## Task objective:
Reproduce word for word every line from the one containing "x=319, y=108" through the end of the listing below; omit the pictures.

## Given records:

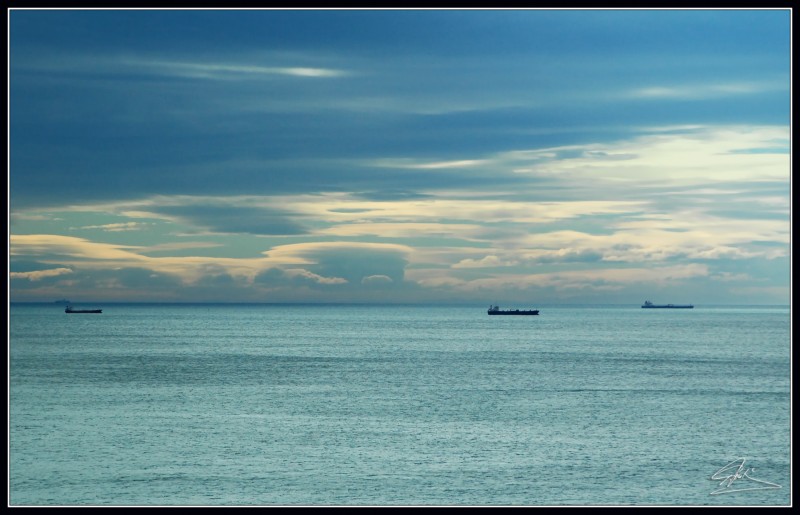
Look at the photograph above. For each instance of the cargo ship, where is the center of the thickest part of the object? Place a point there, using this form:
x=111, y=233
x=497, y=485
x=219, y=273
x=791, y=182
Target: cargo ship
x=495, y=310
x=648, y=304
x=69, y=309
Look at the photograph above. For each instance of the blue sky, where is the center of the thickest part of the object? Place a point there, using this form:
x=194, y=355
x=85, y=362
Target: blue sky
x=520, y=157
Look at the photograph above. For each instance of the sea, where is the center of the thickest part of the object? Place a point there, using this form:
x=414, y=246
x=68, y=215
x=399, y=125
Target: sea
x=410, y=405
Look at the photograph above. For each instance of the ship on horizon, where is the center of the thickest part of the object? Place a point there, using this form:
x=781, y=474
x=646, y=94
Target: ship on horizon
x=648, y=304
x=495, y=310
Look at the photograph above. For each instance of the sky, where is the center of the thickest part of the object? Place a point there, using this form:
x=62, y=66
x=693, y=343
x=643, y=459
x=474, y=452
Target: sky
x=513, y=157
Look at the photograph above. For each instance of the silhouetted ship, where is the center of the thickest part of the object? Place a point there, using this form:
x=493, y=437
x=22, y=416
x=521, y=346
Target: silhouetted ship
x=70, y=310
x=648, y=304
x=495, y=310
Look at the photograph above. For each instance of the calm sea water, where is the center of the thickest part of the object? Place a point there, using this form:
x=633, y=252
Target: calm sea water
x=356, y=405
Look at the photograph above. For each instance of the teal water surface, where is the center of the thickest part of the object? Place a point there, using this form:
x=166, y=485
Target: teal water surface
x=162, y=405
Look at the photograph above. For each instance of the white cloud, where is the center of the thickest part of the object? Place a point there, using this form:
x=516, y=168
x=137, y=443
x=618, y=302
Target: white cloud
x=38, y=275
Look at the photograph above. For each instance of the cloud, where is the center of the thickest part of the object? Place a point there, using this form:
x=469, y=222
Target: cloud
x=38, y=275
x=376, y=280
x=117, y=227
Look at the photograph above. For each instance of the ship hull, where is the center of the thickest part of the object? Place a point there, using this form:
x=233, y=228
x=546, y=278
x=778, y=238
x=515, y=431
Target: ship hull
x=670, y=306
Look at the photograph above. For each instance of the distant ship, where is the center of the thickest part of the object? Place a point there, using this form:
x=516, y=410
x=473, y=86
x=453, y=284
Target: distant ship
x=648, y=304
x=70, y=310
x=495, y=310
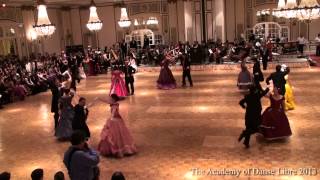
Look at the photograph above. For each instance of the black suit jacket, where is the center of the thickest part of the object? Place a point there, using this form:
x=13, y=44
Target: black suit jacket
x=253, y=107
x=56, y=94
x=129, y=71
x=80, y=117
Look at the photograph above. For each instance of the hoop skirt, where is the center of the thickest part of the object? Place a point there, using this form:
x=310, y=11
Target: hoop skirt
x=64, y=128
x=92, y=68
x=275, y=124
x=289, y=98
x=118, y=85
x=116, y=139
x=166, y=80
x=244, y=80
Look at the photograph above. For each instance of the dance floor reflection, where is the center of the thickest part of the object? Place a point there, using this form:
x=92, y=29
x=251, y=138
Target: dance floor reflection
x=176, y=131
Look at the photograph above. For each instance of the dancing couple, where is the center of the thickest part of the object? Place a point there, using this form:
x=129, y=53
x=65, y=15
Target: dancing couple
x=166, y=79
x=119, y=86
x=273, y=123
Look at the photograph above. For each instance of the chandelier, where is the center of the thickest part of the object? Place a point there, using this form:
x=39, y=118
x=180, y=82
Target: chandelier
x=307, y=10
x=94, y=23
x=152, y=21
x=124, y=21
x=263, y=12
x=277, y=12
x=136, y=23
x=43, y=26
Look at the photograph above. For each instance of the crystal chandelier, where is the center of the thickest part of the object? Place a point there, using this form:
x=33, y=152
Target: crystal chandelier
x=277, y=12
x=263, y=12
x=94, y=23
x=124, y=21
x=43, y=27
x=152, y=21
x=136, y=23
x=308, y=10
x=290, y=11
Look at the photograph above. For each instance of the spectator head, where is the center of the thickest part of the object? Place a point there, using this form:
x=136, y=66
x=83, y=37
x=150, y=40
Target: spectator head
x=118, y=176
x=255, y=59
x=288, y=70
x=115, y=97
x=37, y=174
x=78, y=139
x=82, y=101
x=5, y=176
x=66, y=91
x=252, y=89
x=59, y=175
x=278, y=68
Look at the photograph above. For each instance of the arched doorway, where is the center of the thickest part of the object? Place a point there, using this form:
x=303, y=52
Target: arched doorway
x=12, y=40
x=138, y=35
x=272, y=30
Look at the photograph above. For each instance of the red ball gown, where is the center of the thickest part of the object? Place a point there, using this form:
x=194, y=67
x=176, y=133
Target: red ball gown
x=275, y=124
x=116, y=139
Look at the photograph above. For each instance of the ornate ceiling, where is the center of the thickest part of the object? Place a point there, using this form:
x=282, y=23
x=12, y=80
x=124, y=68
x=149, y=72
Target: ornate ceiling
x=63, y=2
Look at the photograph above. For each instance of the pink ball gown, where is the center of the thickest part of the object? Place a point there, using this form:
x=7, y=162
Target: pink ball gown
x=275, y=124
x=116, y=139
x=118, y=85
x=166, y=79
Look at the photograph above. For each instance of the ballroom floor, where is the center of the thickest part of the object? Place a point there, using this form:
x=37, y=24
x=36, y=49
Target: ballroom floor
x=175, y=130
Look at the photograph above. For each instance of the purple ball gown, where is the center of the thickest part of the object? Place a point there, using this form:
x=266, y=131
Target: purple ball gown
x=118, y=85
x=116, y=139
x=166, y=79
x=275, y=124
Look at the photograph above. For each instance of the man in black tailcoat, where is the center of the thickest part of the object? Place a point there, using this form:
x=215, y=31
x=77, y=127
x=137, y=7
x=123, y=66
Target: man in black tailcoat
x=264, y=53
x=252, y=104
x=186, y=67
x=278, y=79
x=129, y=71
x=56, y=94
x=80, y=117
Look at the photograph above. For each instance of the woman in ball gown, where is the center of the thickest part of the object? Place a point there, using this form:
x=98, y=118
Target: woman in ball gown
x=116, y=139
x=118, y=86
x=244, y=78
x=64, y=127
x=289, y=98
x=166, y=80
x=92, y=65
x=275, y=124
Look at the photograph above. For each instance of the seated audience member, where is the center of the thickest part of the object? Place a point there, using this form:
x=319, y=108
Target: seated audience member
x=37, y=174
x=5, y=176
x=80, y=160
x=59, y=176
x=118, y=176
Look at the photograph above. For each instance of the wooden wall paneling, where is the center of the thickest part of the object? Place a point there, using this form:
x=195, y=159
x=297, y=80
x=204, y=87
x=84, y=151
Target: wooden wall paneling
x=209, y=26
x=198, y=27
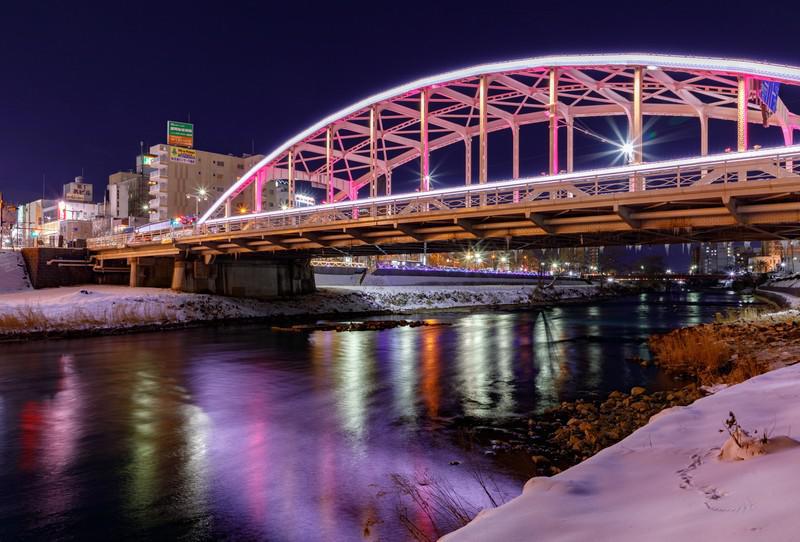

## Result of this exercise:
x=319, y=108
Target: seated audience member
x=37, y=174
x=5, y=176
x=80, y=160
x=59, y=176
x=118, y=176
Look at the photograph above. For each instance of the wooden wall paneling, where is the center of the thickest part of the object? Place a point there, using this form:
x=195, y=159
x=297, y=80
x=204, y=87
x=84, y=151
Target: wooden wall paneling
x=209, y=26
x=198, y=27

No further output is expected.